PASSAGE SHOWN:
§
Check out the documentation to learn more.

PEFT 🤝 Diffusers

There are many adapters (LoRA, for example) trained in different styles to achieve different effects. You can even combine multiple adapters to create new and unique images. With the 🤗 PEFT integration in 🤗 Diffusers, it is really easy to load and manage adapters for inference.

Here is an example of combining multiple LoRAs using this new integration:

from diffusers import DiffusionPipeline
import torch

pipe_id = "stabilityai/stable-diffusion-xl-base-1.0"
pipe = DiffusionPipeline.from_pretrained(pipe_id, torch_dtype=torch.float16).to("cuda")

# Load LoRA 1.
pipe.load_lora_weights("CiroN2022/toy-face", weight_name="toy_face_sdxl.safetensors", adapter_name="toy")
# Load LoRA 2.
pipe.load_lora_weights("nerijs/pixel-art-xl", weight_name="pixel-art-xl.safetensors", adapter_name="pixel")

# Combine the adapters.
pipe.set_adapters(["pixel", "toy"], adapter_weights=[0.5, 1.0])

# Perform inference.
prompt = "toy_face of a hacker with a hoodie, pixel art"
image = pipe(
    prompt, num_inference_steps=30, cross_attention_kwargs={"scale": 1.0}, generator=torch.manual_seed(0)
§
MATERIAL PROVIDED:
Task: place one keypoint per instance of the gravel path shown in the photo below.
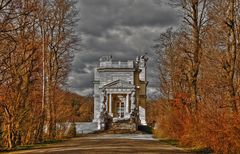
(109, 143)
§
INSTRUCTIONS:
A - List every comment line (each one beginning with "#") that appears in the code of the PEFT and Diffusers passage above.
B - From the PEFT and Diffusers passage above, extract the portion that begins at the words "from diffusers import" and stops after "Load LoRA 1.", reproducing it character for character.

RESULTS OF THE EXERCISE:
A -
- Load LoRA 1.
- Load LoRA 2.
- Combine the adapters.
- Perform inference.

B -
from diffusers import DiffusionPipeline
import torch

pipe_id = "stabilityai/stable-diffusion-xl-base-1.0"
pipe = DiffusionPipeline.from_pretrained(pipe_id, torch_dtype=torch.float16).to("cuda")

# Load LoRA 1.